Page excerpt –

★ ★ ★ ★

The ideal time to take care of all necessary dental treatments is soon after the person has been diagnosed with dementia. This way, only easier maintenance treatments will be all that is needed as the person ages. However, the elderly with moderate levels of dementia can be treated and can receive anesthesia. Setting a dental appointment early in the day, when the person with dementia is most alert, may be best. Also, the caregiver needs to communicate to the person with dementia that he or she is going to the dentist and state the reason for the visit.

8. If an older person has few or no dental problems or even no teeth, does he or she need to see the dentist?

Even if you do not have teeth or only have had a few dental problems, it is wise -- especially as you age -- to visit your dentist at least once a year for a comprehensive oral exam. At this visit your dentist can look for signs of oral cancer as well as for any other oral health or medical problems in the mouth, head, and neck areas.

My dentures don't feel as comfortable as they once did. What should I do?

Your gums and the bone supporting them changes shape as you age, so your dentures may begin to feel loose.

★ ★ ★ ★

Supplied information –
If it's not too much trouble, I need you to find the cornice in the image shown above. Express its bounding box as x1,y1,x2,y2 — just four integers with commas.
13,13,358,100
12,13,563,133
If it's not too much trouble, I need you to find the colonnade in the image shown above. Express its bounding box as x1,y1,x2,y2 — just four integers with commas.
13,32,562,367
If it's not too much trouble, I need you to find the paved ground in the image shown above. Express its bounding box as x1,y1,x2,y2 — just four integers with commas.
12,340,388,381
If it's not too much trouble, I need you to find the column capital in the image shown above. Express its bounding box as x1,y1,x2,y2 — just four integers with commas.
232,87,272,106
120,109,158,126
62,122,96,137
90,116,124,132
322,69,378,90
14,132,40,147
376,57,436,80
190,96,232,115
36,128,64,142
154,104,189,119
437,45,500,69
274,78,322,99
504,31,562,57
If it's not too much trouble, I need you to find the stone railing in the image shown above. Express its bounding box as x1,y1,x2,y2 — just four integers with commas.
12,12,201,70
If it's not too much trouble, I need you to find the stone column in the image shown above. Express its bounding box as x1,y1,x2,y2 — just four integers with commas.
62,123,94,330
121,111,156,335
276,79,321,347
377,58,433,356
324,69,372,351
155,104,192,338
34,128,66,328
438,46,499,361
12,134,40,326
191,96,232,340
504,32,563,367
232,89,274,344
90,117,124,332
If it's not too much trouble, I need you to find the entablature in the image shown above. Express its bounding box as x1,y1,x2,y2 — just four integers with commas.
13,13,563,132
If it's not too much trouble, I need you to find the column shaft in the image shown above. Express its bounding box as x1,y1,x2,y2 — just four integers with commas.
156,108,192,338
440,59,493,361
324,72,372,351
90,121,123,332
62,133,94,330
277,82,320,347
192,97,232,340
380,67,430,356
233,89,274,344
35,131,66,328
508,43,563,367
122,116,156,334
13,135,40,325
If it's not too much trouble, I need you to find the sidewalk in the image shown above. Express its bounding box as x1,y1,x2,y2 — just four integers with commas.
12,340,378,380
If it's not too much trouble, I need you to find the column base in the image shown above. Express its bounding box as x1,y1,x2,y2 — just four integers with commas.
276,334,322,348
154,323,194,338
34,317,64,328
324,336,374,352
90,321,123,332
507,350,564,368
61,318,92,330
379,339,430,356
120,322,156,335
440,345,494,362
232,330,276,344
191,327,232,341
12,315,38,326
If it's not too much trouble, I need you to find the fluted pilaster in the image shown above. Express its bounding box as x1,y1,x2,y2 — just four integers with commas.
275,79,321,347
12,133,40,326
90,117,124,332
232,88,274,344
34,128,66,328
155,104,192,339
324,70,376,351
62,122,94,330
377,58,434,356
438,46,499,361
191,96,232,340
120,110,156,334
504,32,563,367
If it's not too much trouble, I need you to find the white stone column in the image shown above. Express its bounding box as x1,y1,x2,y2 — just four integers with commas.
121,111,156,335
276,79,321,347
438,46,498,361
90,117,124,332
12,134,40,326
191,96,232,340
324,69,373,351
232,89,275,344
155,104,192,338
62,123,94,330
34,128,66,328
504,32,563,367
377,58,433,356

★ ★ ★ ★

Task brief –
Pick up the text on dental care for older adults after its final sentence and continue it in the same style.

Response to this task –
First, never try to change the shape of your dentures yourself in the hopes of making them fit better -- you could end up causing irreparable damage to the dentures.

Because dentures are made to fit perfectly, if you do feel a looseness, chances are your dentures will need to be adjusted to make them fit properly again as your mouth shape changes. See your dentist as soon as possible. In an emergency, use a denture adhesive to keep your dentures stable until your appointment.

Why do I find it difficult to chew and swallow certain foods?

You may be experiencing these difficulties simply because you have tooth decay, ill-fitting dentures, dry mouth, or another treatable condition. Maintaining proper nutrition is important not only for your oral health but for your overall health, too. Follow this advice:

Eat a variety of foods from the five food groups (milk and dairy, breads and cereals, meats and dried beans, fruits, and vegetables).
Choose a diet with plenty of grain products, fruits and vegetables.
Choose a diet low in fat, saturated fat, and cholesterol.
Choose a diet moderate in sugars.
Choose a diet moderate in salt.
If you drink alcoholic beverages, drink in moderation.
You may need a multivitamin or mineral supplement. Check with your doctor.

Caring for Dentures

Proper denture care is important for both the health of your dentures and mouth. Here are some tips.

Handle dentures with great care. To avoid accidentally dropping them, stand over a folded towel or a full sink of water when handling dentures.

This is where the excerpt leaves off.